+++ EXTRACTED MATERIAL +++

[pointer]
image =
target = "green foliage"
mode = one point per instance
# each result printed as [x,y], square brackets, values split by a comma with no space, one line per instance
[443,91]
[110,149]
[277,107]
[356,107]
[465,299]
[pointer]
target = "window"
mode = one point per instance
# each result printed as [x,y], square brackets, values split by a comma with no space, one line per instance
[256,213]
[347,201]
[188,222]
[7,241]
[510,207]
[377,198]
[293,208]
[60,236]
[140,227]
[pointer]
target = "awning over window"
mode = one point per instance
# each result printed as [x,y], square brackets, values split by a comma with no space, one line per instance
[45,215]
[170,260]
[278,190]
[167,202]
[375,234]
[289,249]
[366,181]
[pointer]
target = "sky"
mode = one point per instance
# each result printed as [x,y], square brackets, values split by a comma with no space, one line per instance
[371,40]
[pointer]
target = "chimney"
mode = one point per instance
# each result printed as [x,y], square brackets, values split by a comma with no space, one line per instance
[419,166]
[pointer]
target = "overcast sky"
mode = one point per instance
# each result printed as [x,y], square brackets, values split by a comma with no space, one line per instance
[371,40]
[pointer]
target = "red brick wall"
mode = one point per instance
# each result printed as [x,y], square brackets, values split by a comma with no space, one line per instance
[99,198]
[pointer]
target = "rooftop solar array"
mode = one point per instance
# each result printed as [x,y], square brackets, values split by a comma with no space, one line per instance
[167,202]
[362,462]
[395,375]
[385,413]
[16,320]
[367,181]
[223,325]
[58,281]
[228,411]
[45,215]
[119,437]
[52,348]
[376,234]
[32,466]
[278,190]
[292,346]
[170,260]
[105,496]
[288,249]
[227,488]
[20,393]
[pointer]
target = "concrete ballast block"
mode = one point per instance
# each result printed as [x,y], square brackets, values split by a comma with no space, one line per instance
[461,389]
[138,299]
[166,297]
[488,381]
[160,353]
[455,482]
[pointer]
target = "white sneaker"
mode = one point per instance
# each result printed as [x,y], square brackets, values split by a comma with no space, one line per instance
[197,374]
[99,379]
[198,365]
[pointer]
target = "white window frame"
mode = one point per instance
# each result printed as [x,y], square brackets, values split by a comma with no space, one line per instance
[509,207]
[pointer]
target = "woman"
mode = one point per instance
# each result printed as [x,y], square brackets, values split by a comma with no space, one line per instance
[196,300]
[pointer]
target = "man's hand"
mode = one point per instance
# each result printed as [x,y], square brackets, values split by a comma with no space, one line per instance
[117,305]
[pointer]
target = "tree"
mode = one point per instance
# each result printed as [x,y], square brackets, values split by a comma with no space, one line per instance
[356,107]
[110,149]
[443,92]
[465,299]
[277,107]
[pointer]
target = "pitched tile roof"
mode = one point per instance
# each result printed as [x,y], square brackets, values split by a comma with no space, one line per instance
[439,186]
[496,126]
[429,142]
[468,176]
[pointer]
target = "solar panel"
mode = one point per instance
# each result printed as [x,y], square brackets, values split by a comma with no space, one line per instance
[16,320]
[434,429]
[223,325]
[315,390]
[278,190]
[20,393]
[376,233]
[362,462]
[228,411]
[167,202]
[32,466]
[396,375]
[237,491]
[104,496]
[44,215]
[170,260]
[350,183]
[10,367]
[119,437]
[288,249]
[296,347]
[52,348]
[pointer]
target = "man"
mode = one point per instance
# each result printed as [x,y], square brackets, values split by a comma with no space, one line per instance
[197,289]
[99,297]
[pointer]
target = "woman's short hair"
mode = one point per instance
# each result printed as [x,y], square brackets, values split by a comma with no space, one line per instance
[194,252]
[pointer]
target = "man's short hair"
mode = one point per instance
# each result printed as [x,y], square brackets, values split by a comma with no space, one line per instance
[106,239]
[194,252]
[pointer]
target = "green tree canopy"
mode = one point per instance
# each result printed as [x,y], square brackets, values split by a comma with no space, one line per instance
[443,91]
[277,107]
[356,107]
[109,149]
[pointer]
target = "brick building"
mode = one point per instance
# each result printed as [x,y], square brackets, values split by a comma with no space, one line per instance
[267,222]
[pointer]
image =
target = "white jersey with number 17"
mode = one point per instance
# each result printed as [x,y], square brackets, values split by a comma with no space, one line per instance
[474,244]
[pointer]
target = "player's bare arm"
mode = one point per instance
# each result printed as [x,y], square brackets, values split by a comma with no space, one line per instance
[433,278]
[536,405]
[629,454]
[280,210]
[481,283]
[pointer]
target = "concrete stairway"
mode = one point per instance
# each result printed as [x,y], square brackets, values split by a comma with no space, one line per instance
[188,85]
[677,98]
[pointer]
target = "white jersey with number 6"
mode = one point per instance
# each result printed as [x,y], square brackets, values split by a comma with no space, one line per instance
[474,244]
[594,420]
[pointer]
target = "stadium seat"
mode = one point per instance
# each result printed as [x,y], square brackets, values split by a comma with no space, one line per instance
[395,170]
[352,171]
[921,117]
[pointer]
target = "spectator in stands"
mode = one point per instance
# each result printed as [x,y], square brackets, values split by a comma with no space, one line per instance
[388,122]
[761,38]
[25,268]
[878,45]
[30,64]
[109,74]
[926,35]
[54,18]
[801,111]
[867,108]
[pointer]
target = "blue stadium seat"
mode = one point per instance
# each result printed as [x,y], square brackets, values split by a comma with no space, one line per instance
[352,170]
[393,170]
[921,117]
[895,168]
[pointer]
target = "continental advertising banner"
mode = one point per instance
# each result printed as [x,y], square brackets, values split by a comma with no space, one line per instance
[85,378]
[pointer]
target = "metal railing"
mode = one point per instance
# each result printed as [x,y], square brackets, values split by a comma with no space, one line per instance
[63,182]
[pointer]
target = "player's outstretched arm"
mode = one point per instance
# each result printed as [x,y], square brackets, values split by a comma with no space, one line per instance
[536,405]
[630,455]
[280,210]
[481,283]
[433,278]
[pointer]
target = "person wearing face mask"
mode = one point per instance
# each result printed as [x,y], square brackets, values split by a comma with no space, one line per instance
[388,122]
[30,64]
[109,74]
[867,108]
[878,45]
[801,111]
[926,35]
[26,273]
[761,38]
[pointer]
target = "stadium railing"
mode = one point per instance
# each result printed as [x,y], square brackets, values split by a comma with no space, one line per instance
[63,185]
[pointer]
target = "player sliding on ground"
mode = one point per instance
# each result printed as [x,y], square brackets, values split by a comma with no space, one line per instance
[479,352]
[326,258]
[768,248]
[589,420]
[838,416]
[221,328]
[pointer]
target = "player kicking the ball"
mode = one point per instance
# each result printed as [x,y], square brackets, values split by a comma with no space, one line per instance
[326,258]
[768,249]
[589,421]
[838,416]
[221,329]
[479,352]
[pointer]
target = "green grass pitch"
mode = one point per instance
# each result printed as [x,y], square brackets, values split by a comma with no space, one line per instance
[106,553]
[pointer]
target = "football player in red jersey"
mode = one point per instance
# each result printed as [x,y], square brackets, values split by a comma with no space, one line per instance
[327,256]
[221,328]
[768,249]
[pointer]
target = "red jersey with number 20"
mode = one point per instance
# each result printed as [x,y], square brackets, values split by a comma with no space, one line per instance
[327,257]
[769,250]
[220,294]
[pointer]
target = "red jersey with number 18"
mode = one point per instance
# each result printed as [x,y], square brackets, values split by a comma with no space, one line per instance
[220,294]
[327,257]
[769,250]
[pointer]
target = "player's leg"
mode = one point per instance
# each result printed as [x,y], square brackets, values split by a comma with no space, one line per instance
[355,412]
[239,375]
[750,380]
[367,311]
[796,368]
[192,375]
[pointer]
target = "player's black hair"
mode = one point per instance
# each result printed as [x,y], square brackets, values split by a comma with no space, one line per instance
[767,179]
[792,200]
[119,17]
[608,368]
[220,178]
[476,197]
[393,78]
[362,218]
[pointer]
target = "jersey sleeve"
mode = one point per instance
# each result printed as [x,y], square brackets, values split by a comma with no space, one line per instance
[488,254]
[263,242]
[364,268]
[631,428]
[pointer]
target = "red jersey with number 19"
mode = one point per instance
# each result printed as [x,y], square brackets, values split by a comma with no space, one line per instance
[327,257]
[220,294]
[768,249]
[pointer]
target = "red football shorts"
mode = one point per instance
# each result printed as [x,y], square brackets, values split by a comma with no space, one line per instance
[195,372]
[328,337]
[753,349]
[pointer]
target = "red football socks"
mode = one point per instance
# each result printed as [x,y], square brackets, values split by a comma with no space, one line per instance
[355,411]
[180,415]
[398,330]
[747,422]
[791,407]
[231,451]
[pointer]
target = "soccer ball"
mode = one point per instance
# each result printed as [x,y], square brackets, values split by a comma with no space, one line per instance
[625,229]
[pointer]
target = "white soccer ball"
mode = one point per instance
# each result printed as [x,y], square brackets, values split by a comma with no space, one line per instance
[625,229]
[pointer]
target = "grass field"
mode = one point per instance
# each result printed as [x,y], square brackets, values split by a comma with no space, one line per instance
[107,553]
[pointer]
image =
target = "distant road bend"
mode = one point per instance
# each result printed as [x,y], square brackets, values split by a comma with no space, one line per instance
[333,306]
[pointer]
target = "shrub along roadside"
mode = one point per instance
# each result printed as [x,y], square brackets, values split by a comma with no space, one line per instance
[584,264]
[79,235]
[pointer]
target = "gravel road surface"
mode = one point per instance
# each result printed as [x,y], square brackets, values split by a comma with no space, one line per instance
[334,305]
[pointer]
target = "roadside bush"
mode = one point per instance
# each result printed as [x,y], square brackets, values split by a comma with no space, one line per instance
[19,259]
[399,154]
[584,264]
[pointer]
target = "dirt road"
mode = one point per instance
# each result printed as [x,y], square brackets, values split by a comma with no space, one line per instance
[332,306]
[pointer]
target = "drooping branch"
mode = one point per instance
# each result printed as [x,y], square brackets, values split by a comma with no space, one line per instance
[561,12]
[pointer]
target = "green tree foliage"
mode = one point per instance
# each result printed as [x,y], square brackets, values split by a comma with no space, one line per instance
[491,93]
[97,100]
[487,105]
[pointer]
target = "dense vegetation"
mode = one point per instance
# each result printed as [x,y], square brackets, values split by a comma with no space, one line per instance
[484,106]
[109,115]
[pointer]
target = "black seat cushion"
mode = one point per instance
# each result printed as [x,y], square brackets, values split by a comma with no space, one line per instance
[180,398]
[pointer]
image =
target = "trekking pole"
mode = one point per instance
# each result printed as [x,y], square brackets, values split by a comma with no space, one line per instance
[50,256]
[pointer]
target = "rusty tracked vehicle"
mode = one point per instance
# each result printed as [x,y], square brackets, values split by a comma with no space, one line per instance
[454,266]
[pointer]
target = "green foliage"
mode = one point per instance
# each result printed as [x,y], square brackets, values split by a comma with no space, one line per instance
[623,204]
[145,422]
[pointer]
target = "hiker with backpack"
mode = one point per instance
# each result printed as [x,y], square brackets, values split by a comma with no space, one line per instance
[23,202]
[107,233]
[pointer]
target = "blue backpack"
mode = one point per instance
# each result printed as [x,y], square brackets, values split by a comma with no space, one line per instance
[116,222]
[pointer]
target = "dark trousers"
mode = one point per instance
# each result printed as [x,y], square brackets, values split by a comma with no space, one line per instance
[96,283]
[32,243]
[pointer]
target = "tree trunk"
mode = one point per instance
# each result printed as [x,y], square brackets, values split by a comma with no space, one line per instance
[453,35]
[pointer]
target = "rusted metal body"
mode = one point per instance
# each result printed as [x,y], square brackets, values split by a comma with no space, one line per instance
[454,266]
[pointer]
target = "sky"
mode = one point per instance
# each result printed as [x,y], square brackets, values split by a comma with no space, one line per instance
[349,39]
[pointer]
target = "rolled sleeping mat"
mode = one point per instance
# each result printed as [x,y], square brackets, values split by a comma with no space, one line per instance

+++

DIRECTION
Report how many lines in the records above contain the string "jersey". Give only the number.

THE RESPONSE
7